### Your task
Reproduce, line for line and without alteration, the entries below from the line containing "Objective — one dot on each instance of the waterfront" through the final line of the entries, both included.

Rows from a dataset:
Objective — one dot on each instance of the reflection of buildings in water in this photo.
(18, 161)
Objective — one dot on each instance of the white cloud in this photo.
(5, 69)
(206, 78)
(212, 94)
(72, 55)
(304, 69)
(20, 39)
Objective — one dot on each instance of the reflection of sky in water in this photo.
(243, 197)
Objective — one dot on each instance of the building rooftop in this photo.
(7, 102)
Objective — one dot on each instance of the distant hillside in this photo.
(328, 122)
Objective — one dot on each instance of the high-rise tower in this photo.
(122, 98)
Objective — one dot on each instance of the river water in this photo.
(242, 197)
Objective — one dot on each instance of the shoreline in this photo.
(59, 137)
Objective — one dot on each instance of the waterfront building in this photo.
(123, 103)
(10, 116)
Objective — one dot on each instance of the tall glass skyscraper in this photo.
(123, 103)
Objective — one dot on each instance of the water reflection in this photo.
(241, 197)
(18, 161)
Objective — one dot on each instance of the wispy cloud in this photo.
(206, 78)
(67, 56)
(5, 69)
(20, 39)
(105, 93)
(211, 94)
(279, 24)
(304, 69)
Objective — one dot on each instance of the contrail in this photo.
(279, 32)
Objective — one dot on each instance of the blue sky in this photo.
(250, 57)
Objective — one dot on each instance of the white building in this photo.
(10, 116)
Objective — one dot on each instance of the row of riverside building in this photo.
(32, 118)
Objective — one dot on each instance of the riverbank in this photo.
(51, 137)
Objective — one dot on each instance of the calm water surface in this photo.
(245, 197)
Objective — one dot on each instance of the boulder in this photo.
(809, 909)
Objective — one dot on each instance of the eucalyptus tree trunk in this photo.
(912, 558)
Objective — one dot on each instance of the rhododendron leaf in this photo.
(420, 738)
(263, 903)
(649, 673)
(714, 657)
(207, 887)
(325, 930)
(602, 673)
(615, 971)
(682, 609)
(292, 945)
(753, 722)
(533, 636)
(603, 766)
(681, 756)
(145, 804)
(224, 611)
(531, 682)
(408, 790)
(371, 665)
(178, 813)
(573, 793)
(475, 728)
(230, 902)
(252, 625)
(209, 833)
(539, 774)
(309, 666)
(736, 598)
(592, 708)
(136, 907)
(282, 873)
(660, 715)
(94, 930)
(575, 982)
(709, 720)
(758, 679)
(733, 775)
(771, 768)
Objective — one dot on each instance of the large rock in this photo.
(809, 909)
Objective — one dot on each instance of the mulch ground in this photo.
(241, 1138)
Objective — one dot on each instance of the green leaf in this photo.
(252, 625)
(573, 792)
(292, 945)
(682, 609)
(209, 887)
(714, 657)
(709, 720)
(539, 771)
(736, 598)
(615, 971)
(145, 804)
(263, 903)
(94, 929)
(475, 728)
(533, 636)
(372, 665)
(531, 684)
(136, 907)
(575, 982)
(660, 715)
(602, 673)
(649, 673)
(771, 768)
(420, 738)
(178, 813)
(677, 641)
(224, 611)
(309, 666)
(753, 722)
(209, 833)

### Finished exercise
Objective — one dot on each instance of the waterfront building in this photo.
(123, 103)
(10, 116)
Objective — one dot on each instance of the tall glass skyscraper in this photo.
(123, 103)
Objective — one dot on each instance of the water reflection in this photo.
(241, 197)
(18, 161)
Objective — one dot on each instance of the wispy cloud in this photo.
(206, 78)
(67, 56)
(5, 69)
(20, 39)
(105, 93)
(211, 94)
(279, 24)
(304, 69)
Objective — one dot on each instance of the contrail in this photo.
(279, 32)
Objective — one dot on each instance of the blue sky in this photo.
(250, 57)
Objective — one dot on each instance of the white building in this photo.
(10, 116)
Objective — one dot on each instance of the row of riverside building in this photo.
(32, 118)
Objective — one dot on each instance of the riverbank in this photo.
(51, 137)
Objective — one dot on each instance of the calm water surface in this photo.
(245, 197)
Objective — one dot on each instance of the boulder in this photo.
(809, 909)
Objective — one dot on each instance of the eucalyptus tree trunk in this photo.
(912, 558)
Objective — one dot on each instance of the rhododendron leaf in this photo.
(420, 738)
(263, 903)
(649, 673)
(714, 657)
(207, 887)
(325, 930)
(602, 673)
(615, 971)
(682, 609)
(292, 945)
(753, 722)
(533, 636)
(603, 766)
(681, 756)
(145, 804)
(224, 611)
(531, 682)
(408, 790)
(371, 665)
(178, 813)
(573, 793)
(475, 728)
(230, 902)
(252, 625)
(209, 833)
(539, 774)
(309, 666)
(736, 598)
(592, 708)
(136, 907)
(282, 873)
(660, 715)
(94, 930)
(575, 982)
(709, 720)
(758, 679)
(733, 775)
(771, 768)
Objective — one dot on each instance of the large rock in this photo.
(809, 909)
Objective — one dot on each instance of the mulch ground in this photo.
(241, 1138)
Objective — one dot on each instance of the green leaf in this photo.
(252, 625)
(573, 792)
(292, 945)
(682, 609)
(209, 887)
(714, 657)
(709, 720)
(539, 771)
(736, 598)
(615, 971)
(145, 804)
(263, 903)
(94, 929)
(475, 728)
(533, 636)
(372, 665)
(531, 684)
(136, 907)
(575, 982)
(660, 715)
(602, 673)
(649, 673)
(771, 768)
(420, 738)
(178, 813)
(677, 641)
(224, 611)
(309, 666)
(753, 722)
(209, 833)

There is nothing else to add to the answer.